[Stored items]
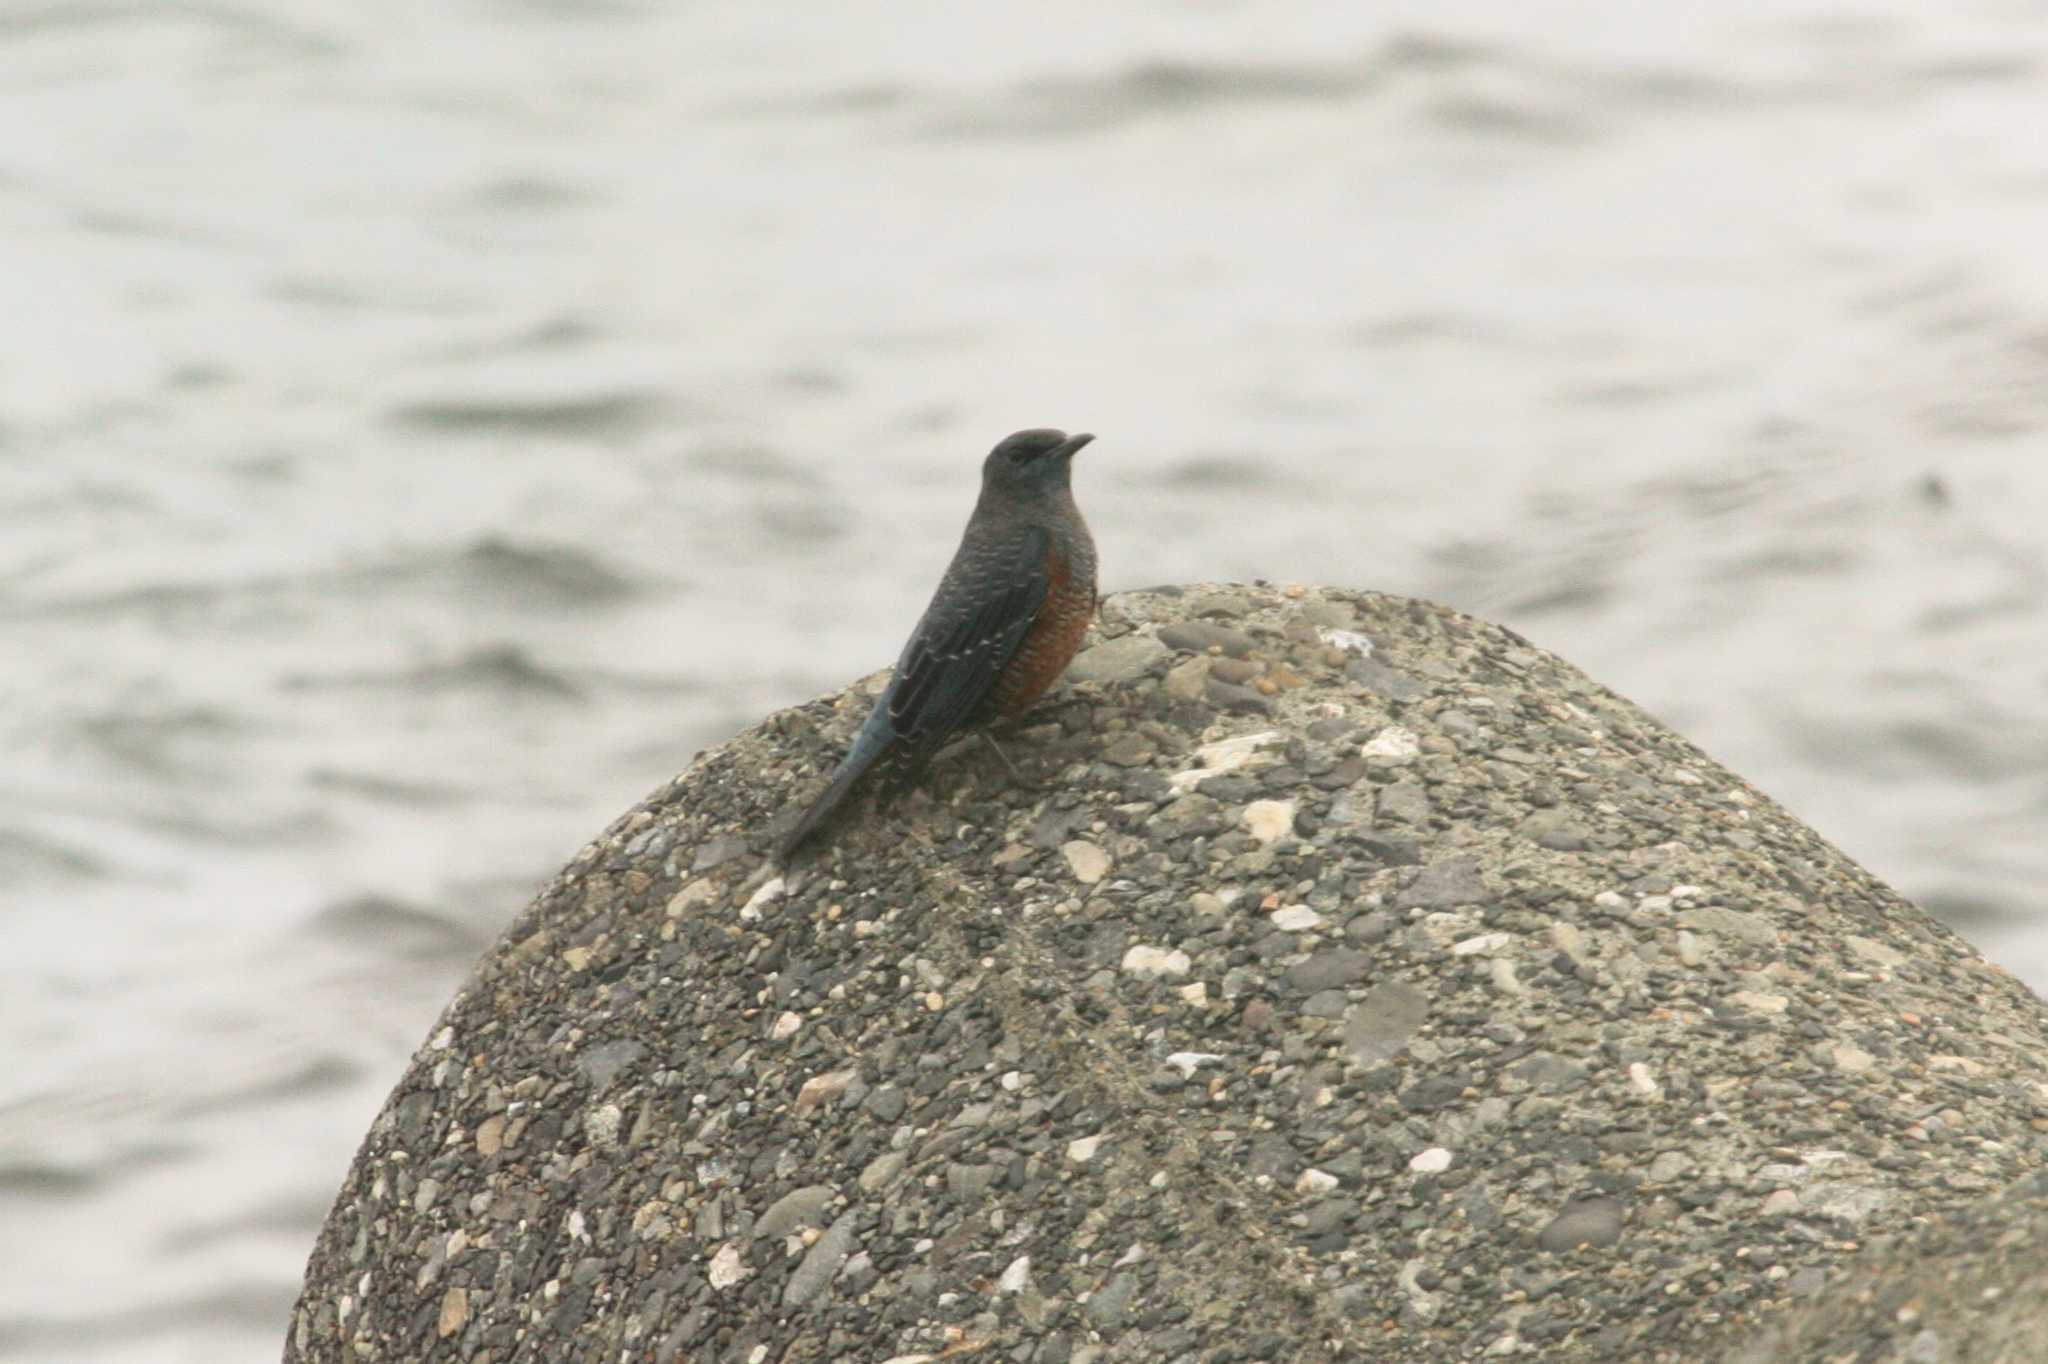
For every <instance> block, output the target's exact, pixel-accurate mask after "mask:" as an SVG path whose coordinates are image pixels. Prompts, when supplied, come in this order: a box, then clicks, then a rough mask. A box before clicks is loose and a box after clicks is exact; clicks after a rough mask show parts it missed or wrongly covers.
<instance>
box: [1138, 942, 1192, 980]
mask: <svg viewBox="0 0 2048 1364" xmlns="http://www.w3.org/2000/svg"><path fill="white" fill-rule="evenodd" d="M1192 965H1194V963H1192V961H1190V958H1188V954H1186V952H1182V950H1180V948H1155V946H1147V944H1143V942H1139V944H1133V946H1130V948H1126V950H1124V961H1122V969H1124V971H1126V973H1130V975H1188V967H1192Z"/></svg>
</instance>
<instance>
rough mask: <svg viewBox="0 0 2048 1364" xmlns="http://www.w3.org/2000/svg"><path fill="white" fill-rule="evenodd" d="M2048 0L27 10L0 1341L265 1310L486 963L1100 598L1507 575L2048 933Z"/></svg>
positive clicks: (1822, 821) (1940, 862)
mask: <svg viewBox="0 0 2048 1364" xmlns="http://www.w3.org/2000/svg"><path fill="white" fill-rule="evenodd" d="M2044 109H2048V6H2044V4H2040V0H1999V2H1976V0H1960V2H1956V4H1939V6H1935V4H1907V2H1903V0H1901V2H1892V4H1845V2H1833V4H1831V2H1823V0H1735V2H1726V0H1724V2H1720V4H1712V6H1706V4H1683V6H1640V4H1624V2H1622V0H1599V2H1591V0H1587V2H1581V4H1571V6H1528V4H1516V2H1513V0H1489V2H1485V4H1450V6H1446V4H1374V6H1335V4H1331V6H1292V4H1288V6H1282V4H1233V2H1227V0H1202V2H1194V0H1190V2H1182V4H1171V2H1163V0H1147V2H1143V4H1124V6H1098V4H1059V2H1055V4H1032V6H1022V4H1014V6H963V4H846V6H809V8H803V10H801V12H799V10H791V8H788V6H758V4H690V6H653V4H631V2H625V0H618V2H612V4H604V2H598V4H567V2H565V0H528V2H524V4H489V6H418V4H354V6H336V4H313V2H311V0H279V2H276V4H270V6H266V8H258V6H238V4H233V2H227V4H145V6H137V4H113V2H98V0H68V2H66V4H12V6H4V8H0V233H4V236H0V240H4V248H6V256H4V264H6V268H0V930H4V940H6V952H4V954H0V1038H4V1045H6V1051H4V1055H6V1065H4V1067H0V1356H4V1358H8V1360H37V1362H63V1364H74V1362H84V1360H119V1362H129V1360H133V1362H137V1364H141V1362H150V1364H164V1362H201V1360H203V1362H209V1364H211V1362H219V1360H266V1358H274V1356H276V1348H279V1341H281V1333H283V1323H285V1309H287V1305H289V1301H291V1294H293V1290H295V1284H297V1276H299V1270H301V1266H303V1258H305V1253H307V1249H309V1245H311V1235H313V1231H315V1227H317V1221H319V1217H322V1212H324V1210H326V1204H328V1200H330V1198H332V1194H334V1190H336V1186H338V1182H340V1178H342V1171H344V1167H346V1161H348V1157H350V1153H352V1151H354V1145H356V1141H358V1139H360V1135H362V1128H365V1126H367V1122H369V1118H371V1114H373V1112H375V1108H377V1104H379V1102H381V1098H383V1094H385V1090H387V1088H389V1083H391V1081H393V1079H395V1077H397V1073H399V1069H401V1065H403V1059H406V1055H408V1053H410V1049H412V1047H414V1045H416V1042H418V1040H420V1038H422V1036H424V1032H426V1028H428V1022H430V1020H432V1016H434V1012H436V1010H438V1006H440V1001H442V999H444V997H446V993H449V989H451V985H453V983H455V981H457V979H459V975H461V973H463V969H465V967H467V965H469V961H471V958H473V956H475V954H477V952H479V950H481V948H483V946H485V944H487V942H489V938H492V936H494V932H496V930H498V928H500V926H502V924H504V922H506V920H508V918H510V915H512V913H514V911H516V909H518V905H520V903H522V899H524V897H526V895H528V893H530V889H532V887H535V883H537V881H541V879H543V877H547V875H549V872H553V868H555V866H559V864H561V862H563V860H565V858H567V856H569V854H571V852H573V850H575V848H578V846H580V844H582V842H584V840H586V838H588V836H590V834H594V832H596V829H598V827H602V825H604V823H606V821H608V819H610V815H614V813H618V811H621V809H623V807H625V805H629V803H631V801H635V799H637V797H639V795H643V793H645V791H647V788H651V786H653V784H657V782H659V780H664V778H666V776H668V774H672V772H674V770H678V768H680V766H684V764H686V762H688V758H690V754H692V752H696V750H698V748H700V745H705V743H709V741H717V739H721V737H723V735H727V733H731V731H733V729H737V727H741V725H745V723H752V721H754V719H756V717H760V715H762V713H764V711H768V709H772V707H780V705H788V702H795V700H801V698H807V696H811V694H815V692H819V690H825V688H831V686H838V684H842V682H844V680H848V678H850V676H856V674H860V672H866V670H870V668H874V666H881V664H885V662H887V659H889V657H893V653H895V649H897V643H899V641H901V635H903V631H905V629H907V625H909V621H911V619H913V616H915V612H918V608H920V606H922V604H924V596H926V592H928V590H930V584H932V580H934V578H936V573H938V567H940V565H942V563H944V559H946V553H948V551H950V543H952V539H954V537H956V535H958V524H961V520H963V518H965V514H967V506H969V504H971V500H973V479H975V467H977V461H979V457H981V453H983V451H985V449H987V446H989V444H991V442H993V440H995V438H997V436H1001V434H1004V432H1008V430H1012V428H1016V426H1036V424H1055V426H1071V428H1087V430H1096V432H1100V436H1102V438H1100V442H1098V444H1096V446H1092V449H1090V451H1087V455H1085V457H1083V461H1081V469H1079V494H1081V502H1083V506H1085V508H1087V512H1090V516H1092V520H1094V526H1096V537H1098V541H1100V545H1102V557H1104V571H1106V582H1108V586H1141V584H1153V582H1174V580H1196V578H1272V580H1307V582H1331V584H1354V586H1374V588H1384V590H1395V592H1409V594H1421V596H1432V598H1438V600H1446V602H1452V604H1458V606H1464V608H1468V610H1477V612H1481V614H1489V616H1495V619H1501V621H1507V623H1511V625H1516V627H1518V629H1522V631H1524V633H1528V635H1530V637H1534V639H1536V641H1540V643H1544V645H1548V647H1554V649H1559V651H1561V653H1565V655H1567V657H1571V659H1575V662H1577V664H1581V666H1585V668H1587V670H1589V672H1593V674H1595V676H1599V678H1602V680H1606V682H1610V684H1614V686H1618V688H1620V690H1624V692H1628V694H1630V696H1634V698H1638V700H1640V702H1645V705H1647V707H1651V709H1653V711H1657V713H1661V715H1663V717H1665V719H1669V721H1671V723H1673V725H1677V727H1679V729H1683V731H1686V733H1690V735H1692V737H1696V739H1698V741H1702V743H1704V745H1706V748H1708V750H1710V752H1714V754H1716V756H1720V758H1722V760H1724V762H1729V764H1731V766H1735V768H1737V770H1743V772H1745V774H1749V776H1753V778H1755V780H1757V782H1759V784H1761V786H1765V788H1767V791H1772V793H1774V795H1778V797H1780V799H1782V801H1786V803H1788V805H1790V807H1792V809H1794V811H1798V813H1802V815H1804V817H1806V819H1810V821H1812V823H1815V825H1817V827H1819V829H1821V832H1825V834H1827V836H1831V838H1833V840H1835V842H1839V844H1841V846H1843V848H1847V850H1849V852H1851V854H1853V856H1858V858H1862V860H1864V862H1866V864H1870V866H1872V868H1874V870H1878V872H1880V875H1884V877H1888V879H1890V881H1892V883H1894V885H1898V887H1901V889H1903V891H1905V893H1909V895H1913V897H1915V899H1919V901H1921V903H1925V905H1929V907H1933V909H1935V911H1939V913H1944V915H1946V918H1948V920H1952V922H1954V924H1956V926H1958V928H1962V930H1964V932H1966V934H1970V936H1972V938H1976V940H1978V942H1982V944H1985V946H1987V950H1991V952H1993V954H1995V956H1997V958H1999V961H2003V963H2007V965H2009V967H2011V969H2015V971H2017V973H2021V975H2025V977H2028V979H2030V981H2034V983H2036V985H2048V922H2044V920H2042V891H2040V887H2042V883H2044V879H2048V834H2044V832H2048V723H2044V719H2042V715H2044V705H2048V643H2044V627H2048V557H2044V553H2048V551H2044V532H2042V526H2044V522H2048V436H2044V430H2048V252H2044V250H2042V244H2044V242H2048V162H2044V158H2042V141H2040V127H2042V111H2044Z"/></svg>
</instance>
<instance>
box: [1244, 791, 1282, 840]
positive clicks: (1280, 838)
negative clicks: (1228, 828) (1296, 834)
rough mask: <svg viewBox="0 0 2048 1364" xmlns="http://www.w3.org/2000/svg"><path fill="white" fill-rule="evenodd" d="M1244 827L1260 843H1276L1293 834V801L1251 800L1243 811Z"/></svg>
mask: <svg viewBox="0 0 2048 1364" xmlns="http://www.w3.org/2000/svg"><path fill="white" fill-rule="evenodd" d="M1243 823H1245V829H1247V832H1249V834H1251V838H1253V840H1257V842H1260V844H1276V842H1280V840H1282V838H1290V836H1292V834H1294V801H1253V803H1251V805H1247V807H1245V813H1243Z"/></svg>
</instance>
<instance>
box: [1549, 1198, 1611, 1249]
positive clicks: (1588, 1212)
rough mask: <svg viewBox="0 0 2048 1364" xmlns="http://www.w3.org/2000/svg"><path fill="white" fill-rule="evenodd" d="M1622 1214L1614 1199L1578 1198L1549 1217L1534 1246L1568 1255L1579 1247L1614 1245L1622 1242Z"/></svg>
mask: <svg viewBox="0 0 2048 1364" xmlns="http://www.w3.org/2000/svg"><path fill="white" fill-rule="evenodd" d="M1624 1212H1626V1210H1624V1208H1622V1204H1620V1202H1618V1200H1614V1198H1581V1200H1579V1202H1573V1204H1567V1206H1565V1210H1563V1212H1559V1214H1556V1217H1552V1219H1550V1221H1548V1223H1546V1225H1544V1229H1542V1231H1538V1233H1536V1243H1538V1245H1542V1247H1544V1249H1548V1251H1569V1249H1577V1247H1581V1245H1591V1247H1602V1245H1614V1243H1616V1241H1620V1239H1622V1219H1624Z"/></svg>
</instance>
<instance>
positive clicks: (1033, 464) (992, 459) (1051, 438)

• _TRY IT_: Retype the entries above exactly, starting at their first line and ending with the line that holds "0L27 10L0 1341L265"; pictures stay out.

• _ANSWER SPACE_:
For every <instance> block, output the target's exact, pixel-accurate mask after "mask:" as an SVG path whose coordinates are image pixels. Prompts, when supplied, come in this order: a box, then clicks, then a rough mask. A box before clicks is loose and a box after clicks is exact; clicks after a rough mask show parts it missed or wrongly covers.
<instance>
box: [1138, 942, 1192, 980]
mask: <svg viewBox="0 0 2048 1364" xmlns="http://www.w3.org/2000/svg"><path fill="white" fill-rule="evenodd" d="M1192 965H1194V963H1192V961H1190V958H1188V954H1186V952H1182V950H1180V948H1155V946H1147V944H1143V942H1139V944H1133V946H1130V948H1126V950H1124V961H1122V969H1124V971H1126V973H1130V975H1188V967H1192Z"/></svg>
</instance>
<instance>
rough mask: <svg viewBox="0 0 2048 1364" xmlns="http://www.w3.org/2000/svg"><path fill="white" fill-rule="evenodd" d="M2048 0L27 10L0 1341L265 1310L486 963L1100 598L1507 575L2048 933Z"/></svg>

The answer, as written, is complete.